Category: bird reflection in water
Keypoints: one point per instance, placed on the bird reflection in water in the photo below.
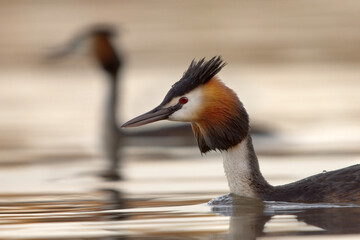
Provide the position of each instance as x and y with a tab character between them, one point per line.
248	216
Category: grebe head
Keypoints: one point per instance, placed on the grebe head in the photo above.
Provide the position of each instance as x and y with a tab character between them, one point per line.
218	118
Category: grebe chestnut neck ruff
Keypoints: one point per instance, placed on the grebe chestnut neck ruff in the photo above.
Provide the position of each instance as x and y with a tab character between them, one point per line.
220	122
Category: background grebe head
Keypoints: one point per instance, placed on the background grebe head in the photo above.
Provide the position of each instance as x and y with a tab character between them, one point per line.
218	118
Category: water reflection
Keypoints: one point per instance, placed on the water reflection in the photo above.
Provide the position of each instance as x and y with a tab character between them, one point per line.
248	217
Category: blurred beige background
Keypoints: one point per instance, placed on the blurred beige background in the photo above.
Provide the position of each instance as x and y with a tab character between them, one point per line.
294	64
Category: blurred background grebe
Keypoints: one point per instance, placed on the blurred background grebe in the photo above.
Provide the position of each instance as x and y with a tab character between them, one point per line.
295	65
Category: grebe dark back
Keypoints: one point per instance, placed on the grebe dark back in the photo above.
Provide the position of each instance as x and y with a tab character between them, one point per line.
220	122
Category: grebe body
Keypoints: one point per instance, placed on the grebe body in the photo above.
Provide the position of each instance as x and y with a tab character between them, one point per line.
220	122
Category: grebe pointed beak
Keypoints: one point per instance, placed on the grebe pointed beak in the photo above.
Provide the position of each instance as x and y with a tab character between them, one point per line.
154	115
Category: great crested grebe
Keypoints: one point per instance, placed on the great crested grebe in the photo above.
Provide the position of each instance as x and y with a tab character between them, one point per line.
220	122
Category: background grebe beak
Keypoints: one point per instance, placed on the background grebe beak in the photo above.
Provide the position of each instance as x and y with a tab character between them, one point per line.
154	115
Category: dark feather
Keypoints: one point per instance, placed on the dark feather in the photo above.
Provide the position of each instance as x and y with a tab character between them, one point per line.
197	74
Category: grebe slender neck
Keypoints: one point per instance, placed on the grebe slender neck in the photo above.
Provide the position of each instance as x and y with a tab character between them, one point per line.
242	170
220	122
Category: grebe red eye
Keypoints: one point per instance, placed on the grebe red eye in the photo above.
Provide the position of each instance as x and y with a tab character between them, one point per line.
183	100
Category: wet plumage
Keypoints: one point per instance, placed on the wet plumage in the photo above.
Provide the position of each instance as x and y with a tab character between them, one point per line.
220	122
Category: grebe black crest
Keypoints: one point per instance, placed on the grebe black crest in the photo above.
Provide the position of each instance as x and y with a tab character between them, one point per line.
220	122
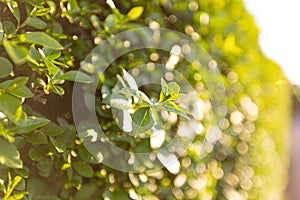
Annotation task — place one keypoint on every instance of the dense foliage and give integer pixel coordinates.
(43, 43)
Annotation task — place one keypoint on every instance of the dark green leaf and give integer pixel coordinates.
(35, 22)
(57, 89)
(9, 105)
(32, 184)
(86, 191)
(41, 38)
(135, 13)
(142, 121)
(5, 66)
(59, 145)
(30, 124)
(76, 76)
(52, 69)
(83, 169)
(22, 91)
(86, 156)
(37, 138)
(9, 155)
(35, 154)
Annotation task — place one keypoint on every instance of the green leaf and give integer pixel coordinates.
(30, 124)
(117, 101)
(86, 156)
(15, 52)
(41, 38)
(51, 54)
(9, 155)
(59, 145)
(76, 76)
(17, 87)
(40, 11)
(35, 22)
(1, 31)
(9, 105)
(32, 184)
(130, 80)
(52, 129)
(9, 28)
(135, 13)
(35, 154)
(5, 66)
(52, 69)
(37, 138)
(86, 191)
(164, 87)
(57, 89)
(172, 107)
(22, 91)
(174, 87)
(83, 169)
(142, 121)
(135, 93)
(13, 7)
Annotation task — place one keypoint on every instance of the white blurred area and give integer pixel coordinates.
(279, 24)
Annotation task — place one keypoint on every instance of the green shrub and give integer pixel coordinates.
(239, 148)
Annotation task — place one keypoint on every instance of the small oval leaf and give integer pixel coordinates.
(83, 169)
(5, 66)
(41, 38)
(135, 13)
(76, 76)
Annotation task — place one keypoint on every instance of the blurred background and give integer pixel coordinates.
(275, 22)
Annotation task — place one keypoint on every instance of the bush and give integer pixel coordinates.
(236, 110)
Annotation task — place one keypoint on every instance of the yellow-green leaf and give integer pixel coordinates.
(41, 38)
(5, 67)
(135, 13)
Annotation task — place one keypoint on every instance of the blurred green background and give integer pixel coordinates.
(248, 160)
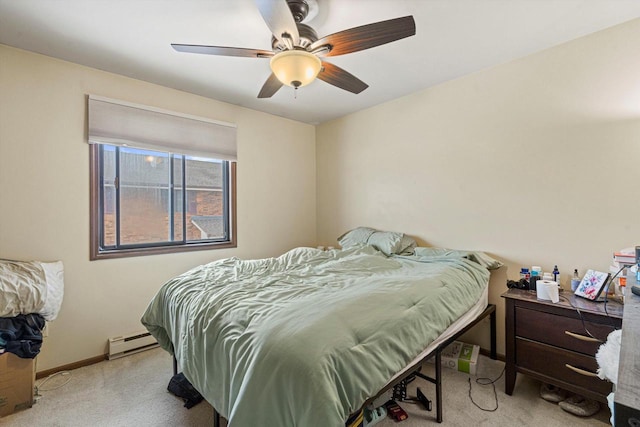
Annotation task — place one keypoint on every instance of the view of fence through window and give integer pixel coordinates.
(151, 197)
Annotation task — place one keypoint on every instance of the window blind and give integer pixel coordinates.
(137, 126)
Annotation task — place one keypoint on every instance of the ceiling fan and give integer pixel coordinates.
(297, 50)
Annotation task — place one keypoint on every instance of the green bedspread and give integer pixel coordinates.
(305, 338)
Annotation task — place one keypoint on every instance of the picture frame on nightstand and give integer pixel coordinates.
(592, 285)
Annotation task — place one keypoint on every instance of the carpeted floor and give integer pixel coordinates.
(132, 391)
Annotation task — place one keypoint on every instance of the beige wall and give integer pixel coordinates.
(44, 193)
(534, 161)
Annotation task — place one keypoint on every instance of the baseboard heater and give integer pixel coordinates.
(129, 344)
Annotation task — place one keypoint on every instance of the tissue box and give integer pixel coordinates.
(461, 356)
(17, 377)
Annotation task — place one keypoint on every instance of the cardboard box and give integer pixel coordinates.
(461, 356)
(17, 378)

....

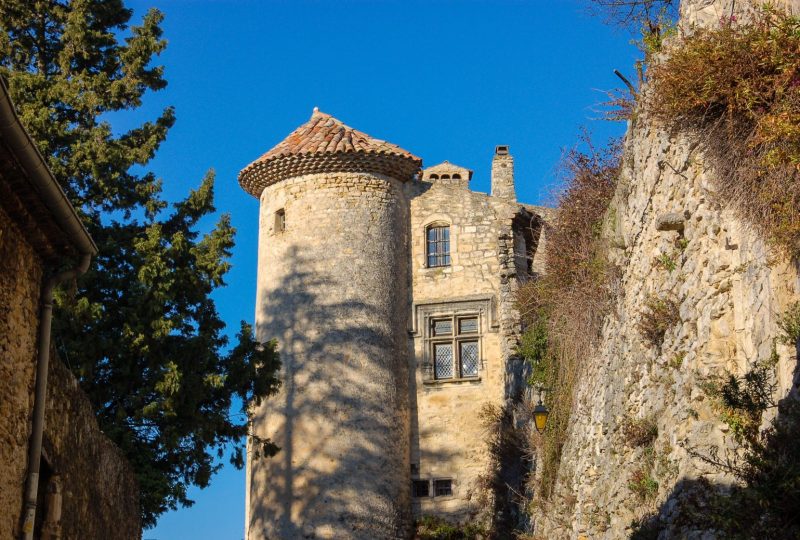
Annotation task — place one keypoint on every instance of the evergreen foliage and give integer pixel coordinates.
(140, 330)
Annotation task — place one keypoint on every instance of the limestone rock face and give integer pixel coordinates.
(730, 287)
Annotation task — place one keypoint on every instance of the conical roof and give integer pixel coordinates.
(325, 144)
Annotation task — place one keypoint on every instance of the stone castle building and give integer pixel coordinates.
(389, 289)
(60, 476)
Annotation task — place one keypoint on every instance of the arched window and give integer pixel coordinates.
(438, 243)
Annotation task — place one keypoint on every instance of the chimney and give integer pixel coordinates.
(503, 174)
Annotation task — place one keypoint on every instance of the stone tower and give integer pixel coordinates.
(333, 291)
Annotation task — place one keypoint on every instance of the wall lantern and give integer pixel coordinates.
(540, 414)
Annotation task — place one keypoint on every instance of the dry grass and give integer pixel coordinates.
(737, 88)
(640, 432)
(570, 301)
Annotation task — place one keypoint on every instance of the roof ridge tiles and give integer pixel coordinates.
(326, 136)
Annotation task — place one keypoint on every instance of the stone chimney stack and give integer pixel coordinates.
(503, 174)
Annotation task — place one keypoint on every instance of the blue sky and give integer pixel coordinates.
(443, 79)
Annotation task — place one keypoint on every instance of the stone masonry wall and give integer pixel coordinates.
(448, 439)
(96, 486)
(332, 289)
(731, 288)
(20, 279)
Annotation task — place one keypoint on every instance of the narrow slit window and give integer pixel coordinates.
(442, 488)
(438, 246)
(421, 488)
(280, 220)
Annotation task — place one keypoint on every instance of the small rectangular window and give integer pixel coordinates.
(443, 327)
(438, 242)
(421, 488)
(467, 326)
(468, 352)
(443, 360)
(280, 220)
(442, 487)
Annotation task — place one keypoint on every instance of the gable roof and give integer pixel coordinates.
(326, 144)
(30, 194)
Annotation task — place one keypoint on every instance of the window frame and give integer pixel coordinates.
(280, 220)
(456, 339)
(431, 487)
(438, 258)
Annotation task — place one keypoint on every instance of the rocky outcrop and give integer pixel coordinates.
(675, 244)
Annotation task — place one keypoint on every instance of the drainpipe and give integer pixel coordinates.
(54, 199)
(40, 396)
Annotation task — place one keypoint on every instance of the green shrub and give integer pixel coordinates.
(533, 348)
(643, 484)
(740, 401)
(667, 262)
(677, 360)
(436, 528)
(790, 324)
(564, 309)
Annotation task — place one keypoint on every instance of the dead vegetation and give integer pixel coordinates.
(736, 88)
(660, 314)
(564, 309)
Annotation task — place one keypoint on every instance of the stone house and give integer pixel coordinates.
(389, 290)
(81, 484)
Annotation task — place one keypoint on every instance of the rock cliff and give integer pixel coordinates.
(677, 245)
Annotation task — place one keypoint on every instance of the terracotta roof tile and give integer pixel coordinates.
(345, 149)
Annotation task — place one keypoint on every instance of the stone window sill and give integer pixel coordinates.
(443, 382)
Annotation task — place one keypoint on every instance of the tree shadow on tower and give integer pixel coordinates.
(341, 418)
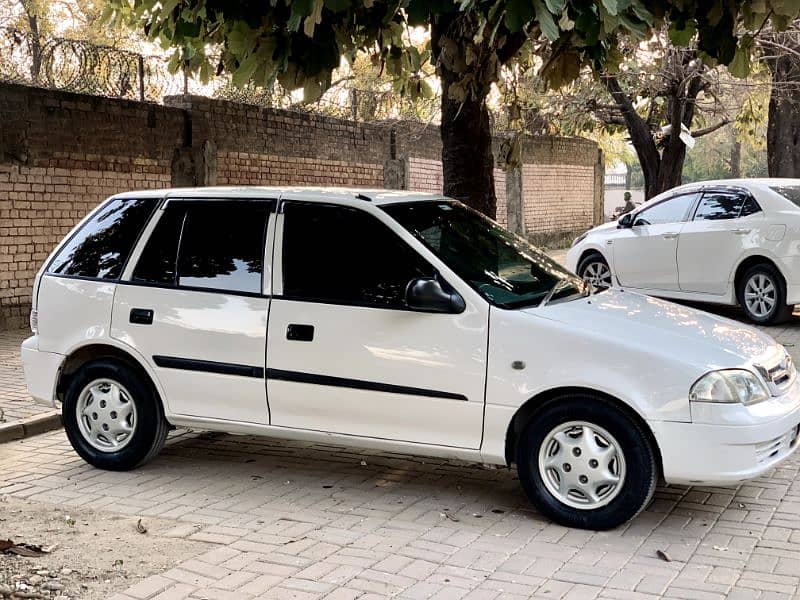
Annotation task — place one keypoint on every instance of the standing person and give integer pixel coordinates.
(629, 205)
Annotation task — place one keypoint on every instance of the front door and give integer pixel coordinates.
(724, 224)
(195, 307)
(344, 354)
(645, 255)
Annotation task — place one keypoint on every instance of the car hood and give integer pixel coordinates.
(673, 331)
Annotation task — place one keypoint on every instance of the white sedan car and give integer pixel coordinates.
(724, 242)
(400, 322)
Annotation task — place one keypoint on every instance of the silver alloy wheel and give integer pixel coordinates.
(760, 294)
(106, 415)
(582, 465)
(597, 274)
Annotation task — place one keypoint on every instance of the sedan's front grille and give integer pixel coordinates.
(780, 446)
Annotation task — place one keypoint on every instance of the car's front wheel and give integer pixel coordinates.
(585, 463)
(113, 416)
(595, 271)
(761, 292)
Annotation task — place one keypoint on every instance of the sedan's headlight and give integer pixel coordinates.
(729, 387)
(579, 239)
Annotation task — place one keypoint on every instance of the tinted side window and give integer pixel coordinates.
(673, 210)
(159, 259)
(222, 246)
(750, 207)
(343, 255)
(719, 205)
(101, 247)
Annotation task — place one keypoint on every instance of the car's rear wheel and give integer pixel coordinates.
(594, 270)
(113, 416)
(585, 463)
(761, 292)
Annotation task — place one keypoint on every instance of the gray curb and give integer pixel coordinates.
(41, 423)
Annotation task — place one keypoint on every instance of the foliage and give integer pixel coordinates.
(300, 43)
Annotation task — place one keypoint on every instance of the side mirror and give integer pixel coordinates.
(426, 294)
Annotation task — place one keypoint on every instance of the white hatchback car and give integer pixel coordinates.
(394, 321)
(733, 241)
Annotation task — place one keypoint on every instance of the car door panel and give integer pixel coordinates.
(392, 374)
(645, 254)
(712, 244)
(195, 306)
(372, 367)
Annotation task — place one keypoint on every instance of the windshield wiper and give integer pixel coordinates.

....

▶ PROBLEM REQUIREMENTS:
Locate each line in the data above that contains the string "front", and copy those lines.

▶ SOLUTION BELOW:
Annotation task — place one keypoint on every instance of the front door and give integer pixel coordinates.
Annotation task — place one keypoint on every instance of the sedan's front grille and give integer pixel coordinates.
Annotation task — place one keypoint on every instance of the car's front wheel and give integer pixel coordinates.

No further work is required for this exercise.